▸ WORK TO BE COMPLETED
Pick out every row below that contains the word "storage", and copy each of those lines in full.

▸ INPUT ROWS

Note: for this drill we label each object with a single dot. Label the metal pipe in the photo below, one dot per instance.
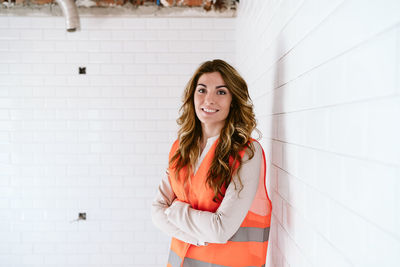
(70, 12)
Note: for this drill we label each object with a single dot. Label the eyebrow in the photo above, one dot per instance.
(219, 86)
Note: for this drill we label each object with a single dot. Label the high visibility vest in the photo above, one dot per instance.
(247, 247)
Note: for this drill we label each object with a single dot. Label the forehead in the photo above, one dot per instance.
(211, 78)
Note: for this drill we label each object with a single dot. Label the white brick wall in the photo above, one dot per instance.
(95, 143)
(324, 76)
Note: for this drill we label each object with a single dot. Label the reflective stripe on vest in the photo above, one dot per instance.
(252, 234)
(175, 261)
(247, 247)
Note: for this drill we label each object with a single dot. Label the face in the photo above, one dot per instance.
(212, 100)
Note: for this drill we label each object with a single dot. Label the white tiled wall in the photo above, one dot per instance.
(95, 143)
(324, 76)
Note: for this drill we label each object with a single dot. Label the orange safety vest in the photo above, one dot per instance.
(247, 247)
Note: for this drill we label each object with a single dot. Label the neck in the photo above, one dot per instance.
(210, 130)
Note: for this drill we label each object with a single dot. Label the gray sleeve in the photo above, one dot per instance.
(164, 198)
(221, 225)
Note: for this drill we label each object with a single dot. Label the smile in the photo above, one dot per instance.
(209, 110)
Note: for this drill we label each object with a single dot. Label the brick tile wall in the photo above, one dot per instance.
(324, 76)
(95, 143)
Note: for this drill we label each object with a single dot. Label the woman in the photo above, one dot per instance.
(214, 202)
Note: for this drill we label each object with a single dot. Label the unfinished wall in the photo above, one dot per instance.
(95, 142)
(324, 76)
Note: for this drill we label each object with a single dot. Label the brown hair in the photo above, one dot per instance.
(234, 135)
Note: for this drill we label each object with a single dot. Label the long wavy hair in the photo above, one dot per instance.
(234, 136)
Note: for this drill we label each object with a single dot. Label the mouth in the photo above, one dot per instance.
(208, 110)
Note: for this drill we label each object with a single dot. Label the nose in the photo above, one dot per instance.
(209, 99)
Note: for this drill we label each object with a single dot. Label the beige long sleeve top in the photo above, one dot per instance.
(179, 220)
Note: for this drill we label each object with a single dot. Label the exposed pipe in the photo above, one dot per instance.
(70, 12)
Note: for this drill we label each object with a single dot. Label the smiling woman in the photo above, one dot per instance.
(214, 202)
(212, 100)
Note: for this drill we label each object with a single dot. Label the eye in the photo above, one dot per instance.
(221, 92)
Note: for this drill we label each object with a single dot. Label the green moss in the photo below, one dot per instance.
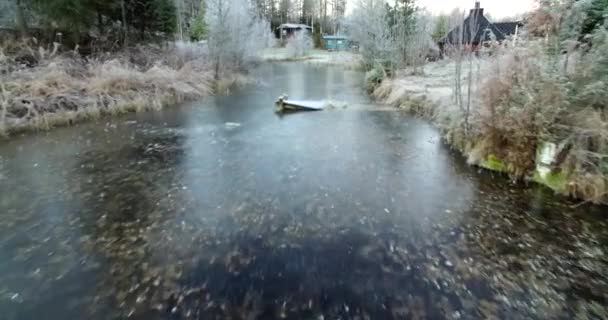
(554, 180)
(493, 163)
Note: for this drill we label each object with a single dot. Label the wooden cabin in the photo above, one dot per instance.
(477, 29)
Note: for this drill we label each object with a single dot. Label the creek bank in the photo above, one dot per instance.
(430, 96)
(59, 89)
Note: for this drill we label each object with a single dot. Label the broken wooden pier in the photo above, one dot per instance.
(285, 105)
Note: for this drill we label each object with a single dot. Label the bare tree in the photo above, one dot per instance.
(368, 24)
(236, 34)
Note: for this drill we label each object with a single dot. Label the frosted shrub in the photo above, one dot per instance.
(299, 45)
(236, 34)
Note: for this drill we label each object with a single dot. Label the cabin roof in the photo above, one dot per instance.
(508, 28)
(335, 37)
(476, 28)
(293, 26)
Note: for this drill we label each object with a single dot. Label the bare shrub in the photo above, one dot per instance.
(532, 95)
(521, 102)
(62, 89)
(299, 45)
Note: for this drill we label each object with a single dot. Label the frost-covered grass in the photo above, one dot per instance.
(519, 101)
(59, 89)
(315, 56)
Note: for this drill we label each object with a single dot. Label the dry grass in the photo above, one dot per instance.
(521, 101)
(62, 89)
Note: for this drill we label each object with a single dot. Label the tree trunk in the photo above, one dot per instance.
(20, 19)
(125, 30)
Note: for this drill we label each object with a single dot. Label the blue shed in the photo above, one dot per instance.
(336, 43)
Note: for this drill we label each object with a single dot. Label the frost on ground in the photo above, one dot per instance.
(315, 56)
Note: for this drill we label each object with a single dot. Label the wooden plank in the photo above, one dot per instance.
(305, 104)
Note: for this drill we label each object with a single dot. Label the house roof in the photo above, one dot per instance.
(508, 28)
(476, 28)
(336, 37)
(294, 26)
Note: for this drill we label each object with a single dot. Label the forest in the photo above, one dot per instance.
(507, 99)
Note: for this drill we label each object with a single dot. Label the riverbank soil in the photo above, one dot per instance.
(222, 209)
(315, 56)
(502, 135)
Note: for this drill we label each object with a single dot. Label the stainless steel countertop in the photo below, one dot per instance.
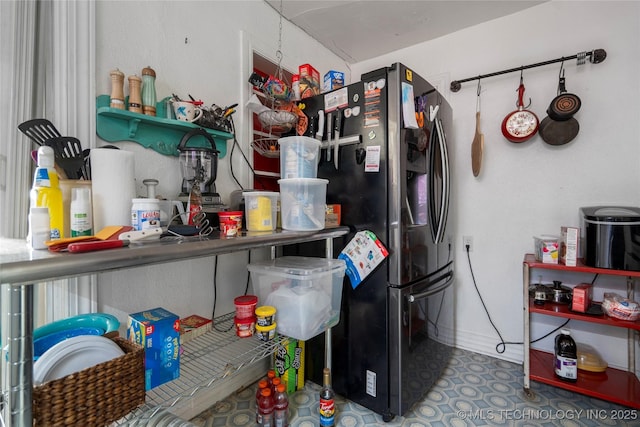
(20, 264)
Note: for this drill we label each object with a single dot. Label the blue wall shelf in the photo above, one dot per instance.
(157, 133)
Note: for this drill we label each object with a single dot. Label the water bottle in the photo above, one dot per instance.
(566, 357)
(281, 407)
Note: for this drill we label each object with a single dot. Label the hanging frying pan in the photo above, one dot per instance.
(565, 105)
(521, 124)
(559, 133)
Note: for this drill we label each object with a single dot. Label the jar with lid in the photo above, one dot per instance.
(149, 91)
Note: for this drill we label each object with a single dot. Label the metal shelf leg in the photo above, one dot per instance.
(19, 362)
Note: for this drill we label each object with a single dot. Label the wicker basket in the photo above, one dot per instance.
(95, 396)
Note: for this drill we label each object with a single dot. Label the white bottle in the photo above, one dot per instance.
(81, 215)
(39, 227)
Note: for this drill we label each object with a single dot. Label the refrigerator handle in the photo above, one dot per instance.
(446, 185)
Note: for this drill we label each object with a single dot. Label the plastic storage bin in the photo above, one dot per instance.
(306, 293)
(261, 210)
(299, 157)
(303, 203)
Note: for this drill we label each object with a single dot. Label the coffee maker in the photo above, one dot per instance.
(199, 164)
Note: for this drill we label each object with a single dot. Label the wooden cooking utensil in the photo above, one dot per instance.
(477, 146)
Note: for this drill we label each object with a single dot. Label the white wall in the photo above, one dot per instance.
(198, 48)
(533, 188)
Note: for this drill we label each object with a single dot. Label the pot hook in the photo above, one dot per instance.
(521, 83)
(561, 80)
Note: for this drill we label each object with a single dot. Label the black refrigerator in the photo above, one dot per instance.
(384, 152)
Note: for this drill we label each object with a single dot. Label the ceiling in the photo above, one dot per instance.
(358, 30)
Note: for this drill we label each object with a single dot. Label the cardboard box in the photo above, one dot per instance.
(569, 245)
(332, 218)
(546, 249)
(158, 331)
(309, 81)
(193, 326)
(289, 364)
(333, 80)
(582, 296)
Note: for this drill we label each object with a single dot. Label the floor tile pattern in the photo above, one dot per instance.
(475, 390)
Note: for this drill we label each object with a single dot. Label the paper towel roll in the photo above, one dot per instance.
(113, 181)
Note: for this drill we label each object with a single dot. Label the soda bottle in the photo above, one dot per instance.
(265, 408)
(46, 192)
(271, 374)
(262, 384)
(327, 401)
(281, 407)
(274, 385)
(566, 357)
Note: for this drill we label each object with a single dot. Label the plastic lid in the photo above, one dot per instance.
(46, 158)
(265, 310)
(266, 328)
(246, 300)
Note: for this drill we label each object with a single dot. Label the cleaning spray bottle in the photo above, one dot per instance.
(46, 192)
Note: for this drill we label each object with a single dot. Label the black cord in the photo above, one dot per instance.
(502, 345)
(215, 297)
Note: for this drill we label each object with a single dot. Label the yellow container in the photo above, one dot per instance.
(266, 315)
(266, 333)
(261, 210)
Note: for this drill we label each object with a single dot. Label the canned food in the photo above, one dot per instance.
(265, 315)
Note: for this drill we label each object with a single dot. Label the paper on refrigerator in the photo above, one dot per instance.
(362, 255)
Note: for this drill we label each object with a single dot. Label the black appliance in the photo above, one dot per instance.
(384, 153)
(611, 237)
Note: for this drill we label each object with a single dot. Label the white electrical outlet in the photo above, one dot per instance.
(467, 241)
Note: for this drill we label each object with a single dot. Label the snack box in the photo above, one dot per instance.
(569, 245)
(333, 80)
(289, 364)
(309, 81)
(582, 295)
(332, 218)
(158, 331)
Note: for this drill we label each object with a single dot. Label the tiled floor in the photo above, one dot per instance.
(475, 390)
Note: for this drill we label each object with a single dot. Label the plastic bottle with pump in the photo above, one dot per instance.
(566, 357)
(46, 191)
(262, 384)
(281, 407)
(81, 223)
(265, 408)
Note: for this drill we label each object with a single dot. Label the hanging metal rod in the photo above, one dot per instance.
(596, 56)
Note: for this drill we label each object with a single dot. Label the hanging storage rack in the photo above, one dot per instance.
(596, 56)
(274, 121)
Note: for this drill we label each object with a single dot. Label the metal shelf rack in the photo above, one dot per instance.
(21, 268)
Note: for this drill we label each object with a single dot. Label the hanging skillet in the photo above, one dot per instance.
(560, 127)
(521, 124)
(565, 105)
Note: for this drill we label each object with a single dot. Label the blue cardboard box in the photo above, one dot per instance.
(158, 331)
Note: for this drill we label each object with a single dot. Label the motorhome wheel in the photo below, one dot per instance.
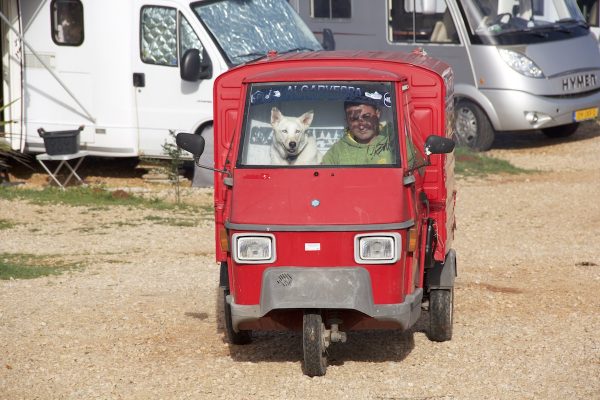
(313, 344)
(561, 131)
(473, 127)
(441, 305)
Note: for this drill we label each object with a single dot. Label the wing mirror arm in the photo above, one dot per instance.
(195, 145)
(435, 145)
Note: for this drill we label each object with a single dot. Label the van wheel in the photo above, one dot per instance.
(313, 344)
(441, 305)
(233, 337)
(561, 131)
(205, 177)
(473, 128)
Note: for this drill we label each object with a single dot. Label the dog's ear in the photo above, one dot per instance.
(307, 117)
(275, 115)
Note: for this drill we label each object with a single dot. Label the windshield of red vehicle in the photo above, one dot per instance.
(320, 123)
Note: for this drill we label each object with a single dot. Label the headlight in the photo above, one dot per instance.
(521, 63)
(253, 248)
(377, 248)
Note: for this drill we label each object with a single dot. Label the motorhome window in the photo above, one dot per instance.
(589, 9)
(159, 35)
(250, 30)
(67, 22)
(518, 22)
(330, 9)
(422, 21)
(320, 123)
(187, 37)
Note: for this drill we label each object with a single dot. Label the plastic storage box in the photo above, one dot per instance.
(61, 142)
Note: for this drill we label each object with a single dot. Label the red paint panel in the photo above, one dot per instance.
(345, 196)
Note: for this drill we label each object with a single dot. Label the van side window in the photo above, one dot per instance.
(67, 22)
(589, 9)
(187, 37)
(160, 42)
(330, 9)
(159, 35)
(422, 21)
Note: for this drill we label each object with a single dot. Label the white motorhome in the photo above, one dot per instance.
(518, 64)
(130, 71)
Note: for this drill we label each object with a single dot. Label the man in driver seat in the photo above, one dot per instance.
(366, 140)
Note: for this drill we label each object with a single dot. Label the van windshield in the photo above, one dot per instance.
(507, 22)
(320, 123)
(247, 30)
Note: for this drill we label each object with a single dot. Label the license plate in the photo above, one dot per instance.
(586, 113)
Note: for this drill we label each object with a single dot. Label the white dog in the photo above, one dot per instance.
(291, 145)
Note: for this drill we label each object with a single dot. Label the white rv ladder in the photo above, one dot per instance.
(60, 82)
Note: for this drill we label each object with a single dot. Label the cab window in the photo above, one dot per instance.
(423, 21)
(331, 9)
(165, 35)
(320, 123)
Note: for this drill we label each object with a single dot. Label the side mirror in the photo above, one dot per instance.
(191, 142)
(438, 145)
(193, 68)
(328, 40)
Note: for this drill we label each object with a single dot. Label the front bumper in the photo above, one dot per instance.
(347, 288)
(510, 107)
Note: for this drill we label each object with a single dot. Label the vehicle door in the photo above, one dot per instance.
(436, 26)
(414, 182)
(12, 89)
(165, 102)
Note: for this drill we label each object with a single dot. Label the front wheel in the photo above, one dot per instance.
(556, 132)
(441, 307)
(313, 344)
(473, 128)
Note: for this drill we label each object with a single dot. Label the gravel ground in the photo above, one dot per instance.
(141, 320)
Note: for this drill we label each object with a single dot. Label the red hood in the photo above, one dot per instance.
(318, 196)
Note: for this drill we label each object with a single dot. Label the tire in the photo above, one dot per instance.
(241, 337)
(205, 177)
(313, 344)
(441, 305)
(473, 128)
(561, 131)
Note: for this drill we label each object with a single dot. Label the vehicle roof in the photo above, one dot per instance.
(417, 57)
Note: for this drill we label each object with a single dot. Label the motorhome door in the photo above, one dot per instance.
(12, 89)
(165, 102)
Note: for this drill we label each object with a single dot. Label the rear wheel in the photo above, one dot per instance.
(556, 132)
(441, 305)
(473, 128)
(233, 337)
(313, 344)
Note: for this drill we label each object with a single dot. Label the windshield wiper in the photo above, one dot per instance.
(257, 56)
(297, 50)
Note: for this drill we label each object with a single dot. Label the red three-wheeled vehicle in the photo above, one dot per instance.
(334, 195)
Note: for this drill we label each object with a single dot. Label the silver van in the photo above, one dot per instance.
(519, 65)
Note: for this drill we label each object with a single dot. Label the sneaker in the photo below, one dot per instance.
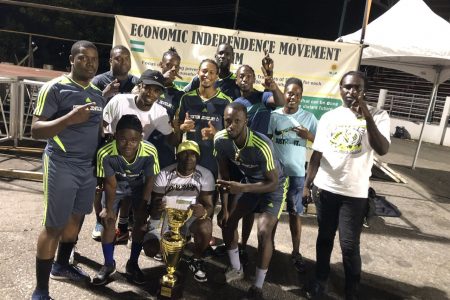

▸ EXPECTED ANSWER
Note: for this drill we label each object with a single dot. Label the plastic storage bin in the photo above, one dot per instance.
Note: for this drill we label each object with a single dot. Label the hanging storage rack in the photo above, one dot per instance.
Note: for this drill we label each object with a single dot. Label the plastic storage box in the photo above, one dot per instance.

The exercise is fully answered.